## DIRECTIONS
Look through the data below and, wherever a line carries the word "grass", please copy that line.

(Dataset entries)

· · · ·

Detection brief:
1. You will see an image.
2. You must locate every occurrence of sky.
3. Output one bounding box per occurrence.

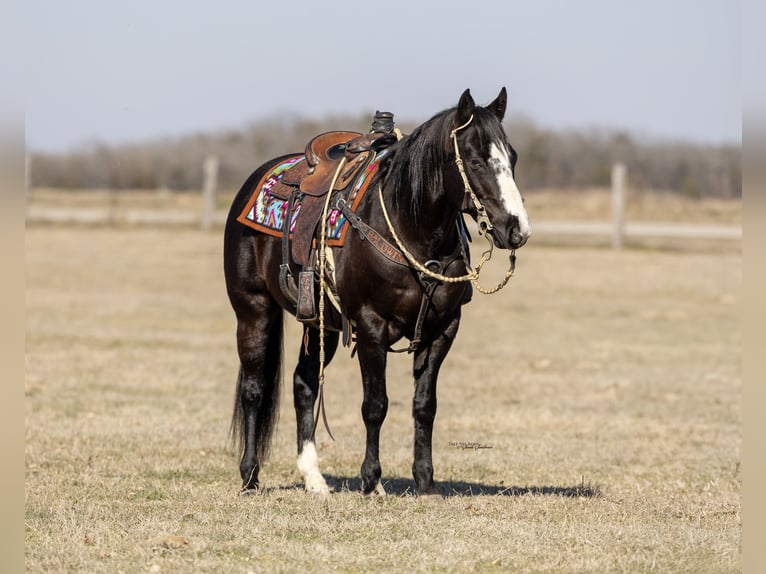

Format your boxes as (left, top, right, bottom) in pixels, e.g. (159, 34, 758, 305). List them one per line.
(25, 0, 741, 153)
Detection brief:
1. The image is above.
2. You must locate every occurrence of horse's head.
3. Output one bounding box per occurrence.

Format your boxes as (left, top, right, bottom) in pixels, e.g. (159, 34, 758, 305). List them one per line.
(450, 88, 531, 250)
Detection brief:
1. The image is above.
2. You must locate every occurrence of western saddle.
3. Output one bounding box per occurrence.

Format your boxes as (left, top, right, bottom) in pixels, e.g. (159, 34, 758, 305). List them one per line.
(277, 112, 399, 326)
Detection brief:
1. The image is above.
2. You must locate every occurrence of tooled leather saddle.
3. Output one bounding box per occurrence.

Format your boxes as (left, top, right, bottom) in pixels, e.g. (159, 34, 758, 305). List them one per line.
(237, 112, 400, 325)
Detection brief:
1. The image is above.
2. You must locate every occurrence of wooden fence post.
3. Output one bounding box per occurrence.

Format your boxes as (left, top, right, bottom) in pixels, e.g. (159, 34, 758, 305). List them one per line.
(201, 155, 219, 231)
(611, 163, 626, 250)
(25, 153, 30, 219)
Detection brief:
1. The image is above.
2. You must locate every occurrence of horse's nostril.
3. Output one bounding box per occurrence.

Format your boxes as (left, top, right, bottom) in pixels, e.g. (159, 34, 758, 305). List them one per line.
(511, 229, 528, 248)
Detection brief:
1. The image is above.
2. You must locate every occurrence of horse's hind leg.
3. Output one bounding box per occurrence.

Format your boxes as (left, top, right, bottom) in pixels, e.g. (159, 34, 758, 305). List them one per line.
(230, 292, 284, 494)
(293, 326, 339, 495)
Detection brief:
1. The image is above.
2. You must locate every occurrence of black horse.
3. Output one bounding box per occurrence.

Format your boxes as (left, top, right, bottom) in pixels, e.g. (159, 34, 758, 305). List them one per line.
(223, 88, 531, 496)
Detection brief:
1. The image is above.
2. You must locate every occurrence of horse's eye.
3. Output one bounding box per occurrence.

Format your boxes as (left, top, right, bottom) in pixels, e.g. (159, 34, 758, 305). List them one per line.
(469, 158, 483, 169)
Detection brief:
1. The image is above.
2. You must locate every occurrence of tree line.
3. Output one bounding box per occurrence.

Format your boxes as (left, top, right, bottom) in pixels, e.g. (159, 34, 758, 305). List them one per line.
(30, 114, 741, 198)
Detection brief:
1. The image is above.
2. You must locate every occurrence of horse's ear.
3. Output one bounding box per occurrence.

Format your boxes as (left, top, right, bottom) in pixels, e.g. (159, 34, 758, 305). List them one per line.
(455, 89, 475, 126)
(488, 87, 507, 120)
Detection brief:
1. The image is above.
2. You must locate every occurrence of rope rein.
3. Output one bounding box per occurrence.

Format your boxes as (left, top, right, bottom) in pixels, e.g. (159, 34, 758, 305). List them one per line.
(312, 156, 346, 441)
(377, 186, 512, 293)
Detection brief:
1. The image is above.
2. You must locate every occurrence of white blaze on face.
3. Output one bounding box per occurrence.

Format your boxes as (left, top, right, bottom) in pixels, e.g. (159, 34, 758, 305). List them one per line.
(297, 441, 330, 495)
(488, 141, 532, 238)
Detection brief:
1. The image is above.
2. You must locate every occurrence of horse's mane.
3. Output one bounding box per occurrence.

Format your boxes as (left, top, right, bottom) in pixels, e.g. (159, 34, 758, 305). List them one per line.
(381, 104, 507, 219)
(381, 108, 454, 218)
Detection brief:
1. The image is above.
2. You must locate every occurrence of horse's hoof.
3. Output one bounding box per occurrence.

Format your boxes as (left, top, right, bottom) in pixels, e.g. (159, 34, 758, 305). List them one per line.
(364, 482, 386, 497)
(417, 485, 443, 498)
(303, 473, 330, 496)
(305, 484, 331, 497)
(239, 487, 260, 497)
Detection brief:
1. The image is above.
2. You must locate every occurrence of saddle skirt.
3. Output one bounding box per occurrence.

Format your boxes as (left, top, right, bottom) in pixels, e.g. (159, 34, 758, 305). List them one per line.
(236, 148, 389, 254)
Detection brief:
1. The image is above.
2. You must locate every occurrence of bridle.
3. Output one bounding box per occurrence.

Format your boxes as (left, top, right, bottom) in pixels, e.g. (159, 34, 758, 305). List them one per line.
(451, 114, 494, 237)
(377, 112, 516, 295)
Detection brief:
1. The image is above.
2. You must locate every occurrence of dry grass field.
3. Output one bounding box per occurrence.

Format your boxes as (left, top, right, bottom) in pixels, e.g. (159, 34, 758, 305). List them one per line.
(25, 222, 741, 572)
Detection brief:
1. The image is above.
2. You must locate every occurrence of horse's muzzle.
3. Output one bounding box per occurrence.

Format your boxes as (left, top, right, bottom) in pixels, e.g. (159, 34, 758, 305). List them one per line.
(510, 228, 529, 249)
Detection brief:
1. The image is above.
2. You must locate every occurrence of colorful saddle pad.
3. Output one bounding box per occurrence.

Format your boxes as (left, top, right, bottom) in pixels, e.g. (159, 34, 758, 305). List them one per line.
(237, 149, 388, 247)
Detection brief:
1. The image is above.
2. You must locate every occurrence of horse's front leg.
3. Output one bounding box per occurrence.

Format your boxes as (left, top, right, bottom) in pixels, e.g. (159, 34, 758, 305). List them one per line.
(355, 318, 389, 496)
(412, 309, 461, 495)
(293, 326, 339, 495)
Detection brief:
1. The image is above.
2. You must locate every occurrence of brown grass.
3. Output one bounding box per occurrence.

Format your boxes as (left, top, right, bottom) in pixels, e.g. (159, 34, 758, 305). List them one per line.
(25, 226, 741, 572)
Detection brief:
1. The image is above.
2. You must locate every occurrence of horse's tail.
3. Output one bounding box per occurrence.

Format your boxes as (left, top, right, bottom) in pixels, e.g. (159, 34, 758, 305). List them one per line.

· · · ·

## RESPONSE FOR THIS EXERCISE
2. You must locate every occurrence of dry grass field.
2. You must locate every occurrence of brown grass.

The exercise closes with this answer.